= ENUNCIADO 1 =
No excerto do acórdão sobre o apoio judiciário, em que data o Tribunal da Relação de Lisboa julgou o recurso improcedente?
= ENUNCIADO 2 =
Indique se cada afirmação está de acordo com o excerto do acórdão sobre o apoio judiciário, respondendo sim ou não e citando as palavras decisivas do texto. (a) A Comissão de Administração Conjunta do Bairro recorreu para o Tribunal da Relação de Lisboa. (b) O Tribunal da Relação de Lisboa deu razão à recorrente. (c) A inconstitucionalidade invocada dizia respeito ao art. 20º da Constituição.
= ENUNCIADO 3 =
Prossiga, por favor, a redação do excerto do acórdão sobre o apoio judiciário a partir do ponto em que o texto termina.

*** TEXTO SELECIONADO

2. Inconformada com esta decisão a Comissão de Administração Conjunta do Bairro
... recorreu para o Tribunal da Relação de Lisboa, tendo suscitado nas suas alegações a inconstitucionalidade da norma contida no artigo 7º, nº 4 do Decreto-Lei nº 387-B/87, de 29 de Dezembro, 'quando interpretada no sentido de que as pessoas colectivas ou equiparadas que disponham de personalidade judiciária só têm direito ao benefício do apoio judiciário no caso de possuírem personalidade jurídica', por alegada violação do disposto no art. 20º da Constituição.
3. O Tribunal da Relação de Lisboa, por acórdão de 18 de Janeiro de 2000, julgou o recurso improcedente. Sobre a alegada inconstitucionalidade do nº 4 do art. 7º do Decreto-Lei nº º 387-B/87, de 29 de Dezembro, ponderou aquele Tribunal:
'(...) Diz a agravante que a interpretação feita no despacho recorrido da norma do nº 4 do art. 7º seria manifestamente inconstitucional por violação do art. 20º da C.R. Portuguesa. Nestes casos é geralmente invocado também a violação do art.

******
*** DADOS APRESENTADOS

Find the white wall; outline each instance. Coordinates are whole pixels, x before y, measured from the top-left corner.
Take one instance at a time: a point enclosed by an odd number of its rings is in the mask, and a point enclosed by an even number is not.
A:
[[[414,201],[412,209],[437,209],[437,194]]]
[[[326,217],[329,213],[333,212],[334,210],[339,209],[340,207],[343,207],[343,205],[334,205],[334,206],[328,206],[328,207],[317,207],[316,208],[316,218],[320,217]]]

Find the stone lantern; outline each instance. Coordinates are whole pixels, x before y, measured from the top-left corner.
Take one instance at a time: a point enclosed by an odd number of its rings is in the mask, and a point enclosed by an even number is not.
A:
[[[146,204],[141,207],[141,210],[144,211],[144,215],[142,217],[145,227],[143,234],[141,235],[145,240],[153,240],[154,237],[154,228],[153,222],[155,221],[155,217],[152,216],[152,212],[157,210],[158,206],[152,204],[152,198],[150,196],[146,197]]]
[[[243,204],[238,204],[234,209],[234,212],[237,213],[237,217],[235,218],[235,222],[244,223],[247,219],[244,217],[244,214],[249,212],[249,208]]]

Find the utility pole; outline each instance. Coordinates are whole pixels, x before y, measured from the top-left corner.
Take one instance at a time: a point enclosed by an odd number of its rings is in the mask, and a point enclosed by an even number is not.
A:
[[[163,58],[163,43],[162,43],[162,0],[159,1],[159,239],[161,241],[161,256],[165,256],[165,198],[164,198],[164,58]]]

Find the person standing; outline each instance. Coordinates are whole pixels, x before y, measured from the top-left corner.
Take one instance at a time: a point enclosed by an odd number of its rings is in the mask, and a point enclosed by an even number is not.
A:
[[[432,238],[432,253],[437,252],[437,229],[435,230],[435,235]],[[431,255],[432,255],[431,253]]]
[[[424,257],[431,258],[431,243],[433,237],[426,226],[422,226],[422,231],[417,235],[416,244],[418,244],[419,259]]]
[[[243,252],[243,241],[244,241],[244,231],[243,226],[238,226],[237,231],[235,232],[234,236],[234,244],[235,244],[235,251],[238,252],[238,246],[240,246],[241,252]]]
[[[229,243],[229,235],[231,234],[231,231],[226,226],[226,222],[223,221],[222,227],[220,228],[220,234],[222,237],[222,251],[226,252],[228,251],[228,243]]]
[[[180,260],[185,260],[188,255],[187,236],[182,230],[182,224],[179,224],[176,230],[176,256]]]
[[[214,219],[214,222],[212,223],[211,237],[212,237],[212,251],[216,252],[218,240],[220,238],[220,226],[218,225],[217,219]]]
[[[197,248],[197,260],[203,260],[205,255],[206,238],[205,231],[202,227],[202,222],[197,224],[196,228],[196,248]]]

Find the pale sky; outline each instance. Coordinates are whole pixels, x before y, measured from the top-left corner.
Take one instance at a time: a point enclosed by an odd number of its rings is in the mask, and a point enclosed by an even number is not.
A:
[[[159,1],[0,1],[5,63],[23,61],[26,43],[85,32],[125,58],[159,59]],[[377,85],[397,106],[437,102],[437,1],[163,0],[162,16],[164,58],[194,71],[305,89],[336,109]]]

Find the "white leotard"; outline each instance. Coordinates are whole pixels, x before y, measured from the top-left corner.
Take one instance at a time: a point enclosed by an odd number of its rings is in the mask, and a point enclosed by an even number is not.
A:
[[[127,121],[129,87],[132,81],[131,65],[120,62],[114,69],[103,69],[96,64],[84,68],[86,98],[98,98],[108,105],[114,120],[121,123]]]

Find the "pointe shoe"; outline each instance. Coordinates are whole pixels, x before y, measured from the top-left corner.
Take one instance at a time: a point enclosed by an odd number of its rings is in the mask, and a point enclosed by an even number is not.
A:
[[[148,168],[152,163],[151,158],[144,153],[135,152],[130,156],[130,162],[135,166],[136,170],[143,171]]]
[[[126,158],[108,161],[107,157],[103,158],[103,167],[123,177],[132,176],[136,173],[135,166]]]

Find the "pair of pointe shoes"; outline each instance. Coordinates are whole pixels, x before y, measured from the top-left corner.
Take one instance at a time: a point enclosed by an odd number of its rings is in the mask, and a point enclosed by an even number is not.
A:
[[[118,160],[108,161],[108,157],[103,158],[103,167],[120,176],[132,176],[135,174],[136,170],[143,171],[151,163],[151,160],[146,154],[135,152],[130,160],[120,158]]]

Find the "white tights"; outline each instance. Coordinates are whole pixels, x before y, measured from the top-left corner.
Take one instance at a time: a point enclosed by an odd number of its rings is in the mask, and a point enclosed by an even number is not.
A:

******

= RESPOSTA 1 =
Em 18 de Janeiro de 2000.

= RESPOSTA 2 =
(a) Sim: "recorreu para o Tribunal da Relação de Lisboa".
(b) Não: "julgou o recurso improcedente".
(c) Sim: "por alegada violação do disposto no art. 20º da Constituição".

= RESPOSTA 3 =
13º. O primeiro consagra efectivamente o princípio da igualdade, estabelecendo o seu nº 1 que todos os cidadãos têm a mesma dignidade social e são iguais perante a lei.
«O princípio da igualdade tem a ver com igual posição em matéria de direitos e deveres... Essencialmente ele consiste em duas coisas: proibição de privilégios ou benefícios no gozo de qualquer direito ou na isenção de qualquer dever; proibição de prejuízo ou detrimento na privação de qualquer direito ou na imposição de qualquer dever» (Gomes Canotilho e Vital Moreira em anotação ao art. 13º da CRP). Não se trata, porém, de igualdade entre cidadãos e pessoas colectivas ou outras associações, mas antes entre os cidadãos entre si, pelo que tal princípio não tem aqui qualquer aplicação, e muito menos o preceituado no nº 2 do mesmo artigo. O princípio da igualdade consiste em tratar de forma igual o que é igual e de forma diferente o que é diferente. Por sua vez o nº 1 do artigo 20º estabelece que a todos é assegurado o acesso ao direito e aos tribunais para defesa dos seus direitos e interesses legalmente protegidos, não podendo a justiça ser denegada por insuficiência de meios económicos. Garante-se dessa forma o acesso à «via judiciária», competindo à lei ordinária proporcionar os meios concretos do exercício de um tal direito, providenciando para que os litigantes carecidos de meios económicos para a demanda se não vejam, por esse facto, impedidos de defender em juízo os seus direitos, e nem tão pouco sejam colocados em situação de inferioridade perante a contraparte com capacidade económica – Cfr. Gomes Canotilho e Vital Moreira in CRP Anotada, vol.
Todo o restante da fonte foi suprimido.